Rename "white building" to "white house" in the records, starting with the line that contains "Mark a point on each instance of the large rock" and going on through the line that contains "x=332, y=303". Reproduce only those lines, with every other detail unchanged.
----
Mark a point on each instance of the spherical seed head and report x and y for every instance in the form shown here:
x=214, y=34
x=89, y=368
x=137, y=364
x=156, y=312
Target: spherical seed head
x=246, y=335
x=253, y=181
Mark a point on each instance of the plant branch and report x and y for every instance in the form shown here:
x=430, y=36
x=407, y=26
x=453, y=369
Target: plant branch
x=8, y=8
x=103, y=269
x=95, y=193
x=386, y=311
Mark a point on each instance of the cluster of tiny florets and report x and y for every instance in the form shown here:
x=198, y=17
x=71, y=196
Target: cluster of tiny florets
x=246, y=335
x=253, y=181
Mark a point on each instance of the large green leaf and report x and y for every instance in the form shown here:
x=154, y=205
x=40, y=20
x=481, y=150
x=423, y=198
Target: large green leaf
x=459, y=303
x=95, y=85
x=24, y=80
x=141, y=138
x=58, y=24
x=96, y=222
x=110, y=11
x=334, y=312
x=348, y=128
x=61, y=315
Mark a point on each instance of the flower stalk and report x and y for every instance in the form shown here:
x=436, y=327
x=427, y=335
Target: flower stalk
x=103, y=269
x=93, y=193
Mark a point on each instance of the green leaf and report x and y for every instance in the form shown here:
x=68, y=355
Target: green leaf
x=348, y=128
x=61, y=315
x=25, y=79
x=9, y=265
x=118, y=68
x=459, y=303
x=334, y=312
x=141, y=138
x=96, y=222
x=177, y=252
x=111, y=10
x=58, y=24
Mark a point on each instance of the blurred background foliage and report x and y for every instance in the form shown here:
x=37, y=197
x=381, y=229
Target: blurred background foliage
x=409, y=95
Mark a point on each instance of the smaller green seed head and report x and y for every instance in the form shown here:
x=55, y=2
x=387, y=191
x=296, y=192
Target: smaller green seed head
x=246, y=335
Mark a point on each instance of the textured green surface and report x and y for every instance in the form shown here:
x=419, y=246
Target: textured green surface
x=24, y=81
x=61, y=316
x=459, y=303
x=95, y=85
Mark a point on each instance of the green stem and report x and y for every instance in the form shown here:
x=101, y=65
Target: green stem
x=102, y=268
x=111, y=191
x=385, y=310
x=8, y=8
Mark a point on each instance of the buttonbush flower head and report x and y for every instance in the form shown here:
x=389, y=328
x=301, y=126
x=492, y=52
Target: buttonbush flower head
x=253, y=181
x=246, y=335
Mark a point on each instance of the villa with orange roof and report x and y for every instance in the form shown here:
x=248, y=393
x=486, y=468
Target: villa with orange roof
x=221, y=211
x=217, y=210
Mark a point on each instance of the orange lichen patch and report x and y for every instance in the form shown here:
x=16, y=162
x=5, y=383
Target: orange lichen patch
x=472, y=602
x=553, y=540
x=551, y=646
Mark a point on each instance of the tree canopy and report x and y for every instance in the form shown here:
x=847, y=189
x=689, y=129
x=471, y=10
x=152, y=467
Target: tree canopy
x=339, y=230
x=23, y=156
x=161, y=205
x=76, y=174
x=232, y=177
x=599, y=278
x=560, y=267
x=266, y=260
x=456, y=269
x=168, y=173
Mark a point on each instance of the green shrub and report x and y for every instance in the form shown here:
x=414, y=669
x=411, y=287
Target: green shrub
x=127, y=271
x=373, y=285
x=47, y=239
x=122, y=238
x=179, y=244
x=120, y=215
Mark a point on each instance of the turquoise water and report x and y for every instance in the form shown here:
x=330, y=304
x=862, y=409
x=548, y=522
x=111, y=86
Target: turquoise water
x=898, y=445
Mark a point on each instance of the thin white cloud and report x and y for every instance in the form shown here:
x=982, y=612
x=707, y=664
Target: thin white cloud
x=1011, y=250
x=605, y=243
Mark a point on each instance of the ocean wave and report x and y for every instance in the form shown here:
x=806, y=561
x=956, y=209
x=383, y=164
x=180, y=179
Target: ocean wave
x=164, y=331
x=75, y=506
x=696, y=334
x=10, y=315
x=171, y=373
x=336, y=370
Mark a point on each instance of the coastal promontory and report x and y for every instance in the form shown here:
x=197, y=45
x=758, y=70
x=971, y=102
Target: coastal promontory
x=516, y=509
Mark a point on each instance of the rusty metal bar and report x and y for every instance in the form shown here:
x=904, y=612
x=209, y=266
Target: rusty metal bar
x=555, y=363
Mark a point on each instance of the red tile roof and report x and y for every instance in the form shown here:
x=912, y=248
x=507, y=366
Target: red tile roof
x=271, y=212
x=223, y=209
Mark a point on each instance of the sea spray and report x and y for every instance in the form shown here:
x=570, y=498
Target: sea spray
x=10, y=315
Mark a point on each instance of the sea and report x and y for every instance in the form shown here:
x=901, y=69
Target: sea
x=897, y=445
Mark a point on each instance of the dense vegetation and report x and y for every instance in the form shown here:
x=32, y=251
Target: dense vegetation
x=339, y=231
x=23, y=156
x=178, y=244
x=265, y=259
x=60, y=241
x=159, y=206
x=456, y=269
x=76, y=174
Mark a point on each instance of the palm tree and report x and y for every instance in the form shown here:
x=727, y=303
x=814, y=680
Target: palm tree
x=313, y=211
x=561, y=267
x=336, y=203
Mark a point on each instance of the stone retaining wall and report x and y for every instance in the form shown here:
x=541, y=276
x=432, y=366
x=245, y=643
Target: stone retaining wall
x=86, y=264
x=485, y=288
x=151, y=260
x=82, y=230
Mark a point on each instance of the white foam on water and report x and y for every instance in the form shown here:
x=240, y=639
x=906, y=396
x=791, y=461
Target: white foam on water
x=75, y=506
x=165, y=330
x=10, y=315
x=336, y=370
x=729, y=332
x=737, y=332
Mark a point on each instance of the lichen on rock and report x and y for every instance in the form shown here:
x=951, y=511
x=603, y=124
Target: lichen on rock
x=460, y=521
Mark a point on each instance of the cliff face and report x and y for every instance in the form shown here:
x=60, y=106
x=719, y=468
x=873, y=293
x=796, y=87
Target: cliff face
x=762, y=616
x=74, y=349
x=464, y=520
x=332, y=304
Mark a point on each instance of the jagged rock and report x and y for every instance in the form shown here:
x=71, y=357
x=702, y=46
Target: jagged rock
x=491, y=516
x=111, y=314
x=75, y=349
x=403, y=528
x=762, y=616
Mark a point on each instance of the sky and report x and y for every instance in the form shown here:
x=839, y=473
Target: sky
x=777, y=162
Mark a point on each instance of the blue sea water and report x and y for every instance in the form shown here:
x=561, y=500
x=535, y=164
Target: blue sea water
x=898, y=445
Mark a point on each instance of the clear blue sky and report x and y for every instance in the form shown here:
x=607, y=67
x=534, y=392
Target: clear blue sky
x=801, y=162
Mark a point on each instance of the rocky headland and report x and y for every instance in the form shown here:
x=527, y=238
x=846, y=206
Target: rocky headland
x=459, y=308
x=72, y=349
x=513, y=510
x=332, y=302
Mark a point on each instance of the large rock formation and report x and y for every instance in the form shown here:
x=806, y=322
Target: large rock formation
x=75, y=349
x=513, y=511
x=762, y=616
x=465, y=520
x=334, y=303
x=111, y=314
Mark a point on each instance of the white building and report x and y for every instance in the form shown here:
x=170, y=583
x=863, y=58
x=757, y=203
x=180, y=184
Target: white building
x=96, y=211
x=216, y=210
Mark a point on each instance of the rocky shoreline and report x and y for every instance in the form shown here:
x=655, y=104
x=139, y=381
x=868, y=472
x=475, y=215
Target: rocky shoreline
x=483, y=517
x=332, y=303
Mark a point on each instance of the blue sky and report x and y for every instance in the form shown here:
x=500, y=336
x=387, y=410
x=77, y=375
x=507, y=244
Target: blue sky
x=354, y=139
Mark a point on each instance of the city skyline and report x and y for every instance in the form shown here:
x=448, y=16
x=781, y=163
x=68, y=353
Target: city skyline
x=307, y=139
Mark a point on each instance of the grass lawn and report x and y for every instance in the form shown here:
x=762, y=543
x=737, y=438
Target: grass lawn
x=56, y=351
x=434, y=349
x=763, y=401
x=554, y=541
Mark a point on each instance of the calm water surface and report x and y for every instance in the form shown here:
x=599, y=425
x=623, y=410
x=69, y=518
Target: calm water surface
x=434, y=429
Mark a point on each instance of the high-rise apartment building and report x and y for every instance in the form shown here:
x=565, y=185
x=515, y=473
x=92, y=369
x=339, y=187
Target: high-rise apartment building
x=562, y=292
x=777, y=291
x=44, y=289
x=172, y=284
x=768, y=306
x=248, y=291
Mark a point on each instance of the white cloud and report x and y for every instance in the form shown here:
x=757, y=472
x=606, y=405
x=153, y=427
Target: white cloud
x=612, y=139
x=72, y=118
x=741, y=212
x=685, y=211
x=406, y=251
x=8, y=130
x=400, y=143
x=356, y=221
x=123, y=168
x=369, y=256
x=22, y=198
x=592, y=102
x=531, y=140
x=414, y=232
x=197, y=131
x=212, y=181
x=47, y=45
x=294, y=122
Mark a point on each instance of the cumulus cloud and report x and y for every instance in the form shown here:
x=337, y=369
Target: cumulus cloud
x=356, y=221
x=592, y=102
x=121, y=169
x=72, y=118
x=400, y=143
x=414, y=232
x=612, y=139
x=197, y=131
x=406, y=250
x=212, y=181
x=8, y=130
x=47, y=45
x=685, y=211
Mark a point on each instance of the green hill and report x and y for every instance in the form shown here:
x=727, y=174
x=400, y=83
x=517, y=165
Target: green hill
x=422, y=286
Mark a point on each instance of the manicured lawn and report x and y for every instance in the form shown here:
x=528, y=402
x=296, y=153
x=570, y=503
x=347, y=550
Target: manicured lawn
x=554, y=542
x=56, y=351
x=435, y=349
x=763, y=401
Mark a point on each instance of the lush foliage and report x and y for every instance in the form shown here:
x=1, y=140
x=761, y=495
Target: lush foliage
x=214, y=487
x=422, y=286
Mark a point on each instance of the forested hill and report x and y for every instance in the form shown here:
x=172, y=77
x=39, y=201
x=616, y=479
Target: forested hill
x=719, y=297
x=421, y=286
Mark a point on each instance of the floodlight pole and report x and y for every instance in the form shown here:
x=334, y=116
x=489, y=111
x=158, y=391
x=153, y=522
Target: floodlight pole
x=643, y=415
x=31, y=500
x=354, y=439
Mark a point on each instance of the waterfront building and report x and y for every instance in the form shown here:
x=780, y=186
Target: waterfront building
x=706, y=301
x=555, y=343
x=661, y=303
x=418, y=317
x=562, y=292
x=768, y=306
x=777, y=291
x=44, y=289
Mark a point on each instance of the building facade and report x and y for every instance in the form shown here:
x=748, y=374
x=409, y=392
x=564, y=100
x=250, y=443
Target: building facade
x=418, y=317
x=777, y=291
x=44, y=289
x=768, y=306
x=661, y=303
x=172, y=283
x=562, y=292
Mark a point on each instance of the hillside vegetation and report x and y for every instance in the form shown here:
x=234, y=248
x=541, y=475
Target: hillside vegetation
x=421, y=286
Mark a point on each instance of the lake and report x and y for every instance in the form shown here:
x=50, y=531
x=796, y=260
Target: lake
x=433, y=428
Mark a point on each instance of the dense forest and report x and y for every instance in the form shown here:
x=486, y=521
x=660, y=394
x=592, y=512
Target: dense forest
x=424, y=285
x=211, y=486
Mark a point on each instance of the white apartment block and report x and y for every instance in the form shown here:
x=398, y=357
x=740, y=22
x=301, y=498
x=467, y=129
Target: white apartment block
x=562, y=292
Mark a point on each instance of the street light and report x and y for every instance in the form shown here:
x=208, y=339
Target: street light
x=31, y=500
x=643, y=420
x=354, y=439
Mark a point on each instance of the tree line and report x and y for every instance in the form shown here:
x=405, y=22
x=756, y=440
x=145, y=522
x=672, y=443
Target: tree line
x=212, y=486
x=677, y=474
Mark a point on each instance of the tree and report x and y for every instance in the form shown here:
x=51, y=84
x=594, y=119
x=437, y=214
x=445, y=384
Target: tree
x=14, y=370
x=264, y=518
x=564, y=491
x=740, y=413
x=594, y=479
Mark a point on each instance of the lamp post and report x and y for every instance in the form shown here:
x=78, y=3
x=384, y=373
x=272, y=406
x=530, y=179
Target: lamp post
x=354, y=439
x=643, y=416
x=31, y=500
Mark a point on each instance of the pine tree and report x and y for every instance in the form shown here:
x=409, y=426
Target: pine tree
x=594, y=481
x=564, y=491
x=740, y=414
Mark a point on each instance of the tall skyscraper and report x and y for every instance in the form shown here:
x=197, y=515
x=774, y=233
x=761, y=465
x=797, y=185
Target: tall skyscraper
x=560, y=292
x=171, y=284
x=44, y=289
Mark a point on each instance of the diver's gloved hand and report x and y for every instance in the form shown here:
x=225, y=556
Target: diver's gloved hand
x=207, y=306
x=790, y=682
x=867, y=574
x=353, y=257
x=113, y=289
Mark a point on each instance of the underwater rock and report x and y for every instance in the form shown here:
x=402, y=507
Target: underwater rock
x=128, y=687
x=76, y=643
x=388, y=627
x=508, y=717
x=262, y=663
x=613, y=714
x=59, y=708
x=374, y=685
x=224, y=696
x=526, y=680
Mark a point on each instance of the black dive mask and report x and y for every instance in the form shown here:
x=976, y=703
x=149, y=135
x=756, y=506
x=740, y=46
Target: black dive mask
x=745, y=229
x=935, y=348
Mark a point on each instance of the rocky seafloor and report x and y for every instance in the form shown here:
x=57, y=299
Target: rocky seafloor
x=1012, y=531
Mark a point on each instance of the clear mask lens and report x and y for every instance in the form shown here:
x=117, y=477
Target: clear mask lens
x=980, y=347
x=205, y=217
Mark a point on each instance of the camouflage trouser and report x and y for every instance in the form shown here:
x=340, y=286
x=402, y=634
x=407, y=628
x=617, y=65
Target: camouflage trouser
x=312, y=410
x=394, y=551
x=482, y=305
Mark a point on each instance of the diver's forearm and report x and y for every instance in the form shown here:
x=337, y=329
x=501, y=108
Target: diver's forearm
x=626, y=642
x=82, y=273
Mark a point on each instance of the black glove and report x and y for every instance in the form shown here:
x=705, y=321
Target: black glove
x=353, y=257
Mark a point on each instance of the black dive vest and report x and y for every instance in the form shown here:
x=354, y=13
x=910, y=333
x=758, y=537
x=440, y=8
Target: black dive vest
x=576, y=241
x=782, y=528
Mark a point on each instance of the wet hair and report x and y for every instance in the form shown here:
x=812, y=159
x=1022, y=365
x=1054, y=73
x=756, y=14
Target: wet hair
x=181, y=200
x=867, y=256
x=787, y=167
----
▶ Task output:
Mark a point on each instance of the large rock formation and report x and y for every instance in the form shown here:
x=806, y=322
Target: large rock formation
x=75, y=349
x=513, y=511
x=762, y=616
x=465, y=520
x=334, y=303
x=111, y=314
Mark a point on each instance of the white house and report x and y for every instance in the form shown here:
x=170, y=583
x=863, y=58
x=757, y=203
x=180, y=184
Target: white house
x=96, y=211
x=216, y=210
Mark a point on each instance of the rocky shoreline and report x and y for every instance in the form shown here:
x=655, y=104
x=139, y=381
x=868, y=472
x=475, y=215
Target: rocky shoreline
x=483, y=517
x=332, y=303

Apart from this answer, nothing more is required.